#### Task details
All entries should be printed precisely as written.

#### Material to process
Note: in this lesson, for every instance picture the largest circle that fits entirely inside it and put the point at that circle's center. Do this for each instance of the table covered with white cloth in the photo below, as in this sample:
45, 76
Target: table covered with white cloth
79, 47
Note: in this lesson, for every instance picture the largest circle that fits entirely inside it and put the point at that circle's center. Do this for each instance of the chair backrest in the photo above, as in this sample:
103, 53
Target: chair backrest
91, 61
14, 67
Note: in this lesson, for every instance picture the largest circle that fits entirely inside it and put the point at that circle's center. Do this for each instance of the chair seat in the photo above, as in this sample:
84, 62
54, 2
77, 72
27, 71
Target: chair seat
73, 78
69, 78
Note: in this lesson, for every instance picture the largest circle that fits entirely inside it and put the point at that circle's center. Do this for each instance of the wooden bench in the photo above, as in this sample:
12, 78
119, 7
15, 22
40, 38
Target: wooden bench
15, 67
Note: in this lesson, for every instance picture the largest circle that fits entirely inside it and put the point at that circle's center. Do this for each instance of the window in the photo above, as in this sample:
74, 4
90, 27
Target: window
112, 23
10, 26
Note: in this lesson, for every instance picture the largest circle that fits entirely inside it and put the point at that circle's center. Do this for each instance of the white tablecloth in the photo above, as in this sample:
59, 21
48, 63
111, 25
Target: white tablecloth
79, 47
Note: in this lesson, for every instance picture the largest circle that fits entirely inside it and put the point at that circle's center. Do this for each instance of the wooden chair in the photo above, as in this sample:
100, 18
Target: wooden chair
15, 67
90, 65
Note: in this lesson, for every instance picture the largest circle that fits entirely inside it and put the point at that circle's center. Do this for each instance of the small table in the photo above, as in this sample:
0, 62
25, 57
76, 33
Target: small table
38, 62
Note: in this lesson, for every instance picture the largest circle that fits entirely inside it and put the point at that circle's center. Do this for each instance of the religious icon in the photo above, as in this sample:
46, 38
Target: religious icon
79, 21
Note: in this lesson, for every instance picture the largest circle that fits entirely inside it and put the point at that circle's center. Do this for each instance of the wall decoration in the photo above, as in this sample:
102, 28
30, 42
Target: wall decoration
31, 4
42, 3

#### Response for this exercise
Note: in this lesson, for every instance picture the largest circle that fits entirely inside it and put the point at that circle's center. Do this for each instance of the table covered with white cloth in the photo below, as in this sample:
45, 76
Target: table covered with white cloth
79, 47
Note: in this lesson, for every instance picture the largest circle that fits entirely inside it and put the point at that circle's center. Do this for each instance of the chair backrest in the photo above, as in this sample:
103, 53
Target: chair backrest
91, 61
14, 67
Note: in this lesson, for every instance picture the largest circle that fits entirely inside it and put the point at that circle's center. Do this for each instance of the chair seat in the photo above, as in this sample:
84, 62
54, 2
77, 72
27, 71
Target: chair seat
73, 78
69, 78
Note: in this lesson, for every instance picture the largest circle that fits entirely inside it and put the point at that circle's center. Do this for each instance of the wooden bench in the photo above, as in this sample:
12, 78
119, 7
15, 22
40, 38
Target: wooden bench
15, 67
Note: in this lesson, for every instance picture the largest circle that fits entirely inside it and put the point at that circle's center. Do this for each instance of the window in the photo above, as in this sample:
74, 4
90, 27
Target: window
112, 23
10, 26
Note: in this lesson, for every instance picture the largest circle that fits entirely inside it and put the point at that circle's center. Do this for each instance of the white tablecloth in the photo above, as in this sample:
59, 21
48, 63
111, 25
Target: white tablecloth
79, 47
Note: in this lesson, for every instance picture the largest circle that fits entirely inside it and put the point at that circle's center. Do this for each instance of the wooden chair in the photo above, as in this sample:
100, 18
Target: wooden chair
15, 67
90, 65
Note: in this lesson, for every instance picture the largest circle that fits entirely inside it and put the point at that circle's center. Do this for each instance of the small table in the photo above, as in this sample:
0, 62
25, 57
76, 33
Target: small table
38, 62
Note: in this lesson, for every instance picture the largest circle that fits entirely inside it and put the point at that circle's center. Do this for each instance of the religious icon in the photo above, as in this sample:
46, 38
Target: religious icon
79, 21
Note: in this lesson, for every instance picture the largest circle that fits entirely inside it and put the point at that circle's center. Do this for each instance of the wall decoration in the photo above, as in this sample:
102, 28
30, 42
Target: wall decoration
31, 4
42, 3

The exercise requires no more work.